### Text-to-region grounding data
Content starts
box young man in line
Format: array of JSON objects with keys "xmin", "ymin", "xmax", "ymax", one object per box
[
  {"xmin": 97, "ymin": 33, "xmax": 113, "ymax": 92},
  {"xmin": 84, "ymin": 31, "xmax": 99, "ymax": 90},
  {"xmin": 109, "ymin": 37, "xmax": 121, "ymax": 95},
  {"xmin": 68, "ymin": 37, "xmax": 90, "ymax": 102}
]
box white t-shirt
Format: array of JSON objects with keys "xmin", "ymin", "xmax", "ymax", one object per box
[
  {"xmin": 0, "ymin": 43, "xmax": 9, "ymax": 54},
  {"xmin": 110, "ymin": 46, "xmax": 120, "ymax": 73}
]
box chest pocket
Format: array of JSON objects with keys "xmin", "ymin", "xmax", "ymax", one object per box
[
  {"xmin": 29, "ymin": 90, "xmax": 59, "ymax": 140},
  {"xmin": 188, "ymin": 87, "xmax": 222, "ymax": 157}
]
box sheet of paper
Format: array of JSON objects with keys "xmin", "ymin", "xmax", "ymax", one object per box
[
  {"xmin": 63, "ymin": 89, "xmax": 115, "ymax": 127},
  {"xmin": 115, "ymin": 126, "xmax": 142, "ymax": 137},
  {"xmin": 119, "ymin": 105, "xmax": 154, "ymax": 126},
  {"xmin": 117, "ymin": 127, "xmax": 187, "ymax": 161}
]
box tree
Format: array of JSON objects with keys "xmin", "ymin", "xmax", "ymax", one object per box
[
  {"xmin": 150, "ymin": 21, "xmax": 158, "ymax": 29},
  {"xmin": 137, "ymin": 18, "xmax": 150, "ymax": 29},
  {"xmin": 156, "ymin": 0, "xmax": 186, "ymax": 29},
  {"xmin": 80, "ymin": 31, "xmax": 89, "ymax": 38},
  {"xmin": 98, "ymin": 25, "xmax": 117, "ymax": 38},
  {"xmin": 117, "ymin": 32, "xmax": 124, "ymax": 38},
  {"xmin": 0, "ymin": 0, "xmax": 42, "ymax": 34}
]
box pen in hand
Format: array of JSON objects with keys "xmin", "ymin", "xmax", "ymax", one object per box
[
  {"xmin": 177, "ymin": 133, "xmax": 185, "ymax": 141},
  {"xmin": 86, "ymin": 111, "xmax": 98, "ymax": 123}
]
Content ends
### How to complete this task
Would you mind copying all of the records exactly?

### Answer section
box young man in line
Format: array of JSON objects with keys "xmin", "ymin", "xmax", "ymax", one object per box
[
  {"xmin": 97, "ymin": 33, "xmax": 113, "ymax": 92},
  {"xmin": 84, "ymin": 31, "xmax": 99, "ymax": 90},
  {"xmin": 109, "ymin": 37, "xmax": 121, "ymax": 95},
  {"xmin": 68, "ymin": 37, "xmax": 90, "ymax": 102}
]
box white t-shirt
Format: array of JSON objects with keys "xmin", "ymin", "xmax", "ymax", one object per box
[
  {"xmin": 0, "ymin": 43, "xmax": 9, "ymax": 54},
  {"xmin": 110, "ymin": 46, "xmax": 120, "ymax": 73}
]
box chest pocket
Format: array of JSON objects with keys "xmin", "ymin", "xmax", "ymax", one object per box
[
  {"xmin": 29, "ymin": 90, "xmax": 59, "ymax": 140},
  {"xmin": 188, "ymin": 87, "xmax": 222, "ymax": 157}
]
box sheet of paper
Format: array of JSON objects with keys "xmin", "ymin", "xmax", "ymax", one object per box
[
  {"xmin": 63, "ymin": 89, "xmax": 115, "ymax": 127},
  {"xmin": 115, "ymin": 126, "xmax": 142, "ymax": 137},
  {"xmin": 119, "ymin": 105, "xmax": 154, "ymax": 126},
  {"xmin": 117, "ymin": 127, "xmax": 187, "ymax": 161}
]
box tree
Format: array of JSON objects with keys "xmin", "ymin", "xmax", "ymax", one object per box
[
  {"xmin": 150, "ymin": 21, "xmax": 158, "ymax": 29},
  {"xmin": 137, "ymin": 18, "xmax": 150, "ymax": 29},
  {"xmin": 156, "ymin": 0, "xmax": 186, "ymax": 29},
  {"xmin": 80, "ymin": 31, "xmax": 89, "ymax": 38},
  {"xmin": 98, "ymin": 25, "xmax": 117, "ymax": 38},
  {"xmin": 117, "ymin": 32, "xmax": 124, "ymax": 38},
  {"xmin": 0, "ymin": 0, "xmax": 42, "ymax": 34}
]
box pen in hand
Format: array of JSON objects with keys "xmin", "ymin", "xmax", "ymax", one object per box
[
  {"xmin": 177, "ymin": 133, "xmax": 185, "ymax": 141},
  {"xmin": 86, "ymin": 111, "xmax": 98, "ymax": 123}
]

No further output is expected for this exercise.